Texto fornecido ▸
★ ★ ★ ★ ★
Estilo e Personagens

O estilo utilizado pelo narrador é, predominantemente, narrativo, assemelhando-se à escrita de um diário de bordo, com a vantagem de colocar o leitor a dentro do quotidiano da tripulação de um navio de longo curso e, simultaneamente, dar-lhes a visão particular do protagonista que acumula a função de narrador participante, emitindo juízos de valor e morais.

Este narrador, Arthur Gordon Pym, é um jovem estudante que, juntamente com um colega e companheiro de quarto, decide embarcar num navio, rumo ao Sul, em busca de aventuras, após afastar o tédio da rotina das aulas com uma bebedeira. Escondido no porão do navio, depara-se, então, com um conjunto de dificuldades logísticas que não havia previsto.
À alegria proporcionada pelo encontro inesperado com um “amigo” canino segue-se o terror, quando se apercebe de um súbito ataque de loucura ou raiva do mesmo, no meio da fome, da sede e da escuridão. Sem saber que no convés está a decorrer um motim que transforma o navio num mar de sangue, onde a carnificina atinge um paroxismo quase que infernal, Arthur suspeita que algo de horrível se passa na parte superior do navio, mas não consegue ler a mensagem do colega.
★ ★ ★ ★ ★
[Dados registrados]
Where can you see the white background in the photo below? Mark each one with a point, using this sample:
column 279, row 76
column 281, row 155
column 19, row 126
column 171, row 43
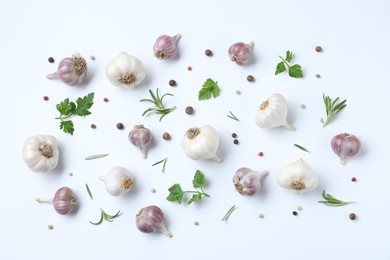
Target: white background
column 353, row 65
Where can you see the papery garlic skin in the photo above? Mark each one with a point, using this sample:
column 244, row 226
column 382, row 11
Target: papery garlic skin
column 345, row 146
column 40, row 153
column 298, row 177
column 71, row 70
column 141, row 137
column 240, row 52
column 273, row 113
column 248, row 182
column 118, row 181
column 201, row 143
column 125, row 70
column 151, row 219
column 165, row 47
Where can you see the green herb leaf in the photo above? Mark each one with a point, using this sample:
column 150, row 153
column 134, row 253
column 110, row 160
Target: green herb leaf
column 175, row 193
column 157, row 101
column 228, row 213
column 302, row 148
column 208, row 90
column 232, row 116
column 84, row 104
column 198, row 180
column 89, row 191
column 280, row 68
column 67, row 126
column 96, row 156
column 329, row 200
column 294, row 71
column 332, row 107
column 68, row 108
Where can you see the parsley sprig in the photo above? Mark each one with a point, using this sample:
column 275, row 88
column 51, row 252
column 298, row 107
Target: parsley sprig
column 294, row 71
column 177, row 194
column 68, row 109
column 106, row 217
column 209, row 89
column 332, row 107
column 329, row 200
column 157, row 101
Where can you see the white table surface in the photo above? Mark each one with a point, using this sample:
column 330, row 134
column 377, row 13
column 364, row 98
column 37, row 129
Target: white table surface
column 354, row 65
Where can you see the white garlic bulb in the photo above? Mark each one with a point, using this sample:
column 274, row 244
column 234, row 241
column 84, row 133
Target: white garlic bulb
column 273, row 113
column 125, row 70
column 298, row 177
column 118, row 181
column 40, row 153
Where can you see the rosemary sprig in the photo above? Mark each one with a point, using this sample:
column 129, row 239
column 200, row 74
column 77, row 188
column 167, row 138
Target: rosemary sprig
column 302, row 148
column 332, row 107
column 329, row 200
column 96, row 156
column 164, row 161
column 105, row 216
column 228, row 213
column 158, row 108
column 89, row 191
column 232, row 116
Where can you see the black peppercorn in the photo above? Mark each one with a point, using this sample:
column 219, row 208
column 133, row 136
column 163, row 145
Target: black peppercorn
column 208, row 52
column 172, row 83
column 189, row 110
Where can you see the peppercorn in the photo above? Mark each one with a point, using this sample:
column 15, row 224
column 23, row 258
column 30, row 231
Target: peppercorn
column 250, row 78
column 166, row 136
column 172, row 83
column 189, row 110
column 208, row 52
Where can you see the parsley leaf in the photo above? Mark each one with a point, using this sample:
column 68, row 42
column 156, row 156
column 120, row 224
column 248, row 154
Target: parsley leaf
column 177, row 194
column 69, row 108
column 209, row 89
column 294, row 71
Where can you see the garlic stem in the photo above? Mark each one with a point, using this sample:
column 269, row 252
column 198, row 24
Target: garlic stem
column 45, row 200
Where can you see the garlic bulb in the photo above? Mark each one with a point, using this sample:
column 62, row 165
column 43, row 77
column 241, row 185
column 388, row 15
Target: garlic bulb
column 151, row 219
column 240, row 52
column 201, row 143
column 118, row 180
column 298, row 177
column 141, row 137
column 273, row 113
column 345, row 145
column 71, row 70
column 125, row 70
column 247, row 181
column 40, row 153
column 165, row 47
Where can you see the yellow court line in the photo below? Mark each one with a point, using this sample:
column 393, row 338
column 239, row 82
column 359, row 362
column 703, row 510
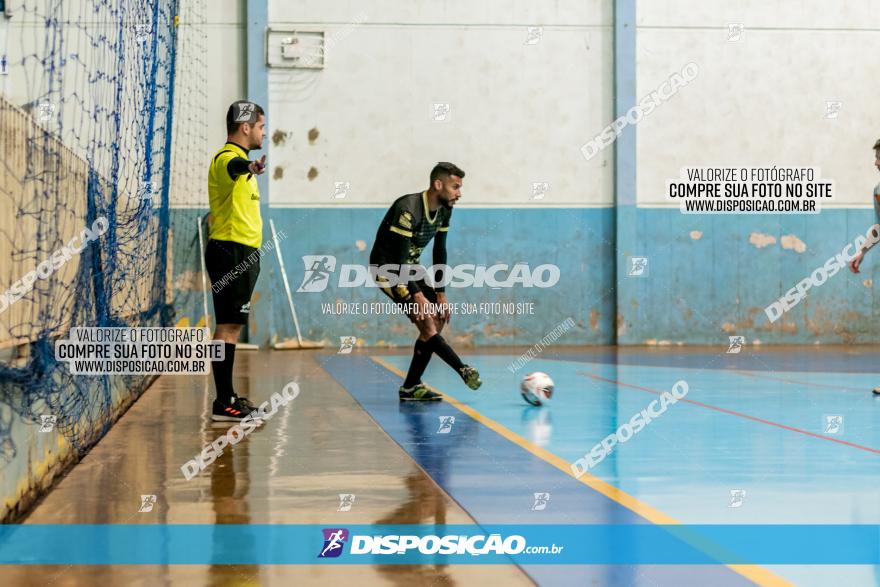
★ ★ ★ ★ ★
Requisitos do problema ▸
Transcreva literalmente a parte do texto sobre o estilo e as personagens que começa nas palavras "O estilo utilizado" e termina depois de "não havia previsto.". Os registros não têm relação com o texto.

Solução do problema ▸
O estilo utilizado pelo narrador é, predominantemente, narrativo, assemelhando-se à escrita de um diário de bordo, com a vantagem de colocar o leitor a dentro do quotidiano da tripulação de um navio de longo curso e, simultaneamente, dar-lhes a visão particular do protagonista que acumula a função de narrador participante, emitindo juízos de valor e morais.

Este narrador, Arthur Gordon Pym, é um jovem estudante que, juntamente com um colega e companheiro de quarto, decide embarcar num navio, rumo ao Sul, em busca de aventuras, após afastar o tédio da rotina das aulas com uma bebedeira. Escondido no porão do navio, depara-se, então, com um conjunto de dificuldades logísticas que não havia previsto.